DATA UNDER STUDY Start Marker

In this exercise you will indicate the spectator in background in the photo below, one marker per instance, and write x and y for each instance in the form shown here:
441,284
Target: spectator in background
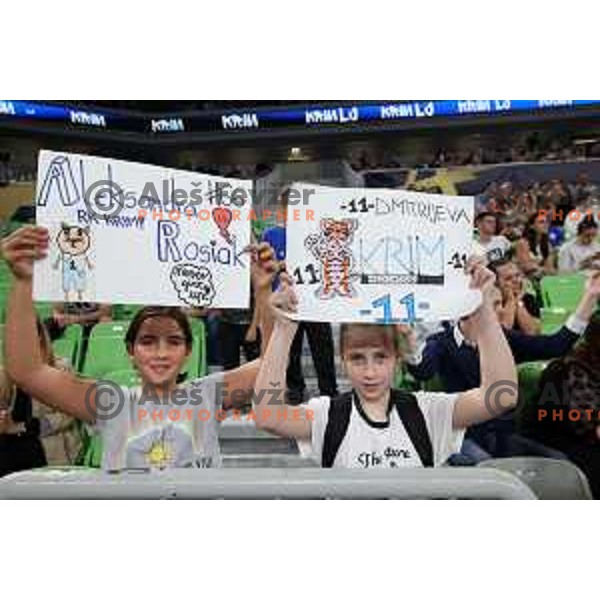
86,314
572,383
585,209
520,309
582,252
494,247
453,356
533,251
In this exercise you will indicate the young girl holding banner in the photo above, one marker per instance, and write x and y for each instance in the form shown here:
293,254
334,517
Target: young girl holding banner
375,425
161,424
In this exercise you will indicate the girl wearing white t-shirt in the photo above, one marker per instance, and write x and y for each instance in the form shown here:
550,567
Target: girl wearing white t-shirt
159,424
375,426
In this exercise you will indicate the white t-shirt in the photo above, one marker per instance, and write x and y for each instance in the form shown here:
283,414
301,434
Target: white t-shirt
496,249
378,445
148,433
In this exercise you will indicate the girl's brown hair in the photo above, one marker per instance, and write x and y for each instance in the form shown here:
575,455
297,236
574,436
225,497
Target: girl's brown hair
149,312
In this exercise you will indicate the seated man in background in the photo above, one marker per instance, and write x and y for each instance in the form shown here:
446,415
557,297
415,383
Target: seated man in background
583,251
452,355
493,247
520,309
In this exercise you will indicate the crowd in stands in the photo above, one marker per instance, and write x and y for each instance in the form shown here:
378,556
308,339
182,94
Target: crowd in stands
540,241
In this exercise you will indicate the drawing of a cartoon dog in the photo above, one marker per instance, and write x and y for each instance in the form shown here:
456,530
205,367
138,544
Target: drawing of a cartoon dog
74,244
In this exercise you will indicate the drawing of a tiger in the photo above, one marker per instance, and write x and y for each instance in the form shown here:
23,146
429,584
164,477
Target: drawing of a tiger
331,247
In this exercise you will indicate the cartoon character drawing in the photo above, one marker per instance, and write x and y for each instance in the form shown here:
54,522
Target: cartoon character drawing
331,247
74,244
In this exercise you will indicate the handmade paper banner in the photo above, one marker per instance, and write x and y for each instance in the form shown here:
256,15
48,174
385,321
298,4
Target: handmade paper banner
381,256
123,232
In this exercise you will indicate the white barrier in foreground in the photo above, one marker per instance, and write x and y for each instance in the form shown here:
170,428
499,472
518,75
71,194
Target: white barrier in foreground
266,483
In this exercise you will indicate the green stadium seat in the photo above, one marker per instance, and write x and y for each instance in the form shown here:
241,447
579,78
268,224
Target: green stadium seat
105,354
125,378
44,310
110,329
199,333
125,312
562,291
65,349
529,379
553,319
90,455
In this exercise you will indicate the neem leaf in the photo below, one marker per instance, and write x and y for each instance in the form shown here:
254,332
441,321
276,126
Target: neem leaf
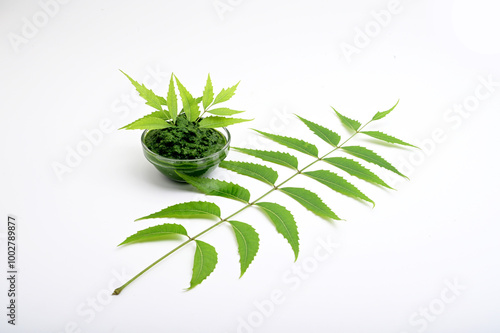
216,121
387,138
172,99
147,94
187,210
248,243
205,260
208,93
310,201
355,169
349,123
337,183
299,145
218,188
225,94
277,157
327,135
284,223
156,232
371,157
257,171
382,114
224,112
190,106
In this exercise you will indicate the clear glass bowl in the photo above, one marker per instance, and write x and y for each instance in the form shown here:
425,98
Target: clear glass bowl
191,167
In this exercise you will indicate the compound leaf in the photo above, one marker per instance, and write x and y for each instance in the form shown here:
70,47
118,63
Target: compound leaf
205,260
254,170
349,123
327,135
310,201
387,138
156,232
337,183
355,169
299,145
219,188
217,121
248,243
284,223
190,209
371,157
277,157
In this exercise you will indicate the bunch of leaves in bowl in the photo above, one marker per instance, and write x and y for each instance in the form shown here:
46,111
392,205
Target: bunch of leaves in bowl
184,141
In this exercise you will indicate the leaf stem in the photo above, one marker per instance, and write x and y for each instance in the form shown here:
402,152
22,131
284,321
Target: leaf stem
249,204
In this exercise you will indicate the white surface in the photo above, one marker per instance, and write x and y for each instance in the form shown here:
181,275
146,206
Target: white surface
388,264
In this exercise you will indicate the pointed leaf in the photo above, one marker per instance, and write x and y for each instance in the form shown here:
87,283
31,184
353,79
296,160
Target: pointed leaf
337,183
190,209
382,114
208,93
216,121
218,188
224,112
191,108
257,171
147,94
299,145
386,138
155,120
172,99
284,223
371,157
327,135
205,260
355,169
310,201
225,94
349,123
277,157
248,243
156,232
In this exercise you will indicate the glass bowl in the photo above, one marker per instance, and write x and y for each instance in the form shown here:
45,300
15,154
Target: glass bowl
191,167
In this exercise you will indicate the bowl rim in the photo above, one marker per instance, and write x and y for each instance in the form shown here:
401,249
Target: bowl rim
192,160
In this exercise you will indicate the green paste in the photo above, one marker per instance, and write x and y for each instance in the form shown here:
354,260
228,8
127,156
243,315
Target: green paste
185,141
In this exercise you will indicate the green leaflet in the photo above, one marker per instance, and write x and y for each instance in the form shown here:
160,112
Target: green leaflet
248,243
218,188
225,94
187,210
327,135
349,123
224,112
155,233
151,98
216,121
257,171
277,157
311,201
337,183
371,157
205,259
172,99
293,143
355,169
208,93
284,223
382,114
386,138
190,106
155,120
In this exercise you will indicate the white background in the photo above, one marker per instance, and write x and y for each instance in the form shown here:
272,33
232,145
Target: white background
391,265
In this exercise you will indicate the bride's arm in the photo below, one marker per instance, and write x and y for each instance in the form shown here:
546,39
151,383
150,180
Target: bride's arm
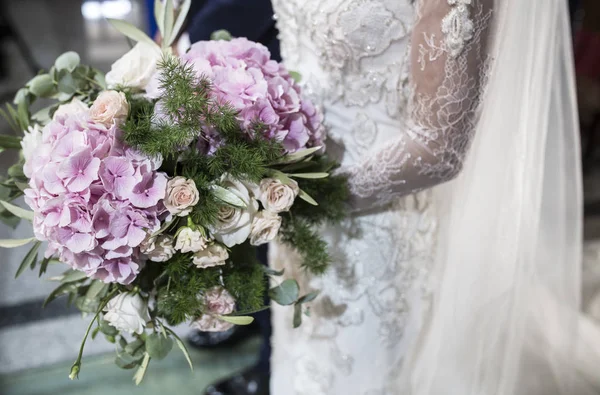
448,64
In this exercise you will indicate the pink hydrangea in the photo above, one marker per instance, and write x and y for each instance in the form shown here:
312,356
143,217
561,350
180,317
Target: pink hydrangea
244,75
94,199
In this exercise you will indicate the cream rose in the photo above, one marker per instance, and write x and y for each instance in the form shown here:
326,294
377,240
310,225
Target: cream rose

DATA UNDER STUDY End Marker

REQUIRED ACTION ▸ Word for word, please reproduce each entry above and leave out every picture.

TASK SOLUTION ▸
In this exercise you will indicate the spectator in background in the photo below, one marker per instance, and write x and y for each instance in the form shown here:
441,284
Target: spectator in background
86,314
572,383
585,209
520,309
582,252
494,247
453,356
533,251
In this exercise you will indicate the young girl holding banner in the photo above, one marker per instance, and write x and y for each instance in the form shown here:
293,254
334,517
Target: young girl holding banner
375,425
161,424
In this exercise you will indicate the girl wearing white t-shirt in the photo above, one marker per instance, and write x and y for each instance in the form shown here:
550,567
Target: girl wearing white t-shirt
159,424
375,426
In this exercise you will indicate the white t-shirt in the photo above, one marker per instance, and write x and y for each instance in the form shown here:
283,414
301,434
Target: white t-shirt
496,249
378,445
148,433
In this exercise you will indicate the girl's brown hair in the photo above, one marker per instance, and write x and y for each instance in the form shown here:
575,455
297,236
574,436
225,497
Target: girl's brown hair
149,312
In this exercise you will indicate the seated man in background in the photo above, one marker per instance, and write x and y for each instance in the form shown here:
446,415
557,297
415,383
Target: seated man in background
583,251
452,355
493,247
520,309
In this exercise you will indicate the crowd in stands in the photo above, one marker per instance, and write x and y for each instance in the form shown here:
378,556
308,339
182,94
Target: crowd in stands
540,241
In this exercise you will indicate the drawing of a cartoon dog in the photo above, one marker per instance, and write x and y for each instance in the form shown here:
456,530
205,367
138,544
Target: drawing of a cartoon dog
74,244
In this exercise you will indicate the drawing of a tiger in the photo above, one marker per instance, and write x and y for each instance in the form shown here:
23,146
429,584
164,477
Target: drawing of a tiger
331,247
In this exercise you will indicate the cartoon character drawing in the photo above, one marker per instance, and write x and y for each instance in the form shown here:
54,522
Target: cartoon character drawing
331,247
74,244
In this exercise you will indicate the handmade paper banner in the photo above, one marker per instance, and write x and y for each instance in the form shown here:
256,15
48,174
385,321
298,4
Target: handmade paper banner
381,256
123,232
In this exercise you will indicate the white barrier in foreground in the photo above, one marker per instance, and write x and y for each instance in the form shown here:
170,428
499,472
518,75
71,194
Target: white barrier in foreground
266,483
In this exercise you will indicate the green stadium seat in the photo above, one marker per instance, and write x and y for each instance in the form shown here:
241,447
579,78
268,224
Target: green stadium seat
105,354
125,378
44,310
110,329
199,333
125,312
562,291
65,349
529,379
553,319
90,455
In this exercise you will indicate the neem leaf in the photo below, one marker per instance, and write x and y for each instance in the form shown here:
254,332
441,321
276,126
Target: neem leaf
216,121
387,138
172,99
147,94
187,210
248,243
205,260
208,93
310,201
355,169
349,123
337,183
299,145
218,188
225,94
277,157
327,135
284,223
156,232
371,157
257,171
382,114
224,112
190,106
In this exercise you will indicate the clear glass bowl in the photo above, one marker per instance, and write x and y for each instance in the form shown here:
425,98
Target: clear glass bowl
191,167
In this exercise you will indicate the compound leaf in the photo above, one marker per instance, and write x and y for each instance in the form shown here:
70,47
118,63
Target: compound leaf
205,260
254,170
349,123
327,135
310,201
387,138
156,232
337,183
355,169
299,145
219,188
217,121
248,243
284,223
190,209
371,157
277,157
In this exercise you will indicate the bunch of leaves in bowl in the photo above, one marker per instance, and write x and y for each instance in the form shown here:
46,111
392,205
Target: bunch of leaves in bowl
184,141
In this exercise you will indicate the leaf stem in the photo above, one marker per instance, and write x and y for each instance in the form shown here:
402,152
22,131
284,321
Target: leaf stem
249,204
In this exercise you will indicate the white surface in the photo above, one marker per instance, and write x and y for each instance in the form shown here:
181,275
146,206
Target: white surface
388,264
In this exercise you will indicate the pointed leaf in the photo above, one marker per instance, and write x and y for each instance in the form shown here:
87,283
31,184
353,79
296,160
Target: pointed leaf
337,183
190,209
382,114
208,93
216,121
218,188
224,112
191,108
257,171
147,94
299,145
386,138
155,120
172,99
284,223
371,157
327,135
205,260
355,169
310,201
225,94
349,123
277,157
248,243
156,232
In this exercise you will indicate the glass bowl in the photo above, one marker per instance, and write x and y for each instance in the form shown here:
45,300
15,154
Target: glass bowl
191,167
In this exercise you will indicate the bowl rim in the photo above, one marker per instance, and write x and y for each instance in the form shown here:
401,249
Target: bowl rim
192,160
In this exercise you will indicate the green paste in the photo above, one marker per instance, and write x and y for each instance in the form shown here:
354,260
228,8
127,156
243,315
Target: green paste
185,141
In this exercise you will indicate the green leaflet in the photo above, one marker per instance, and write x and y for each instance in the form shown here:
160,112
Target: green leaflet
248,243
218,188
225,94
187,210
327,135
349,123
224,112
155,233
151,98
216,121
257,171
277,157
311,201
337,183
371,157
205,259
172,99
293,143
355,169
208,93
284,223
382,114
386,138
190,106
155,120
In this exercise you will indicate the white background in the photo above, one marker per instance, and write x and y for each instance in the form shown here:
272,33
232,145
Target: white background
391,265
In this exercise you will indicate the bride's arm in the photo below, one marker per instance, and write x and y for each instance in the form shown here:
546,39
151,383
150,180
Target: bride's arm
448,64
In this exercise you will indicate the pink hydrangea in the photo above, one marker per instance, and write x and y for each instance in the form shown here:
312,356
143,217
561,350
180,317
Target: pink hydrangea
244,75
94,199
In this exercise you will indicate the cream rose in the photo above, one marker per instance, and write x and y for each instance in the form shown here:
326,294
377,240
310,225
Target: cream rose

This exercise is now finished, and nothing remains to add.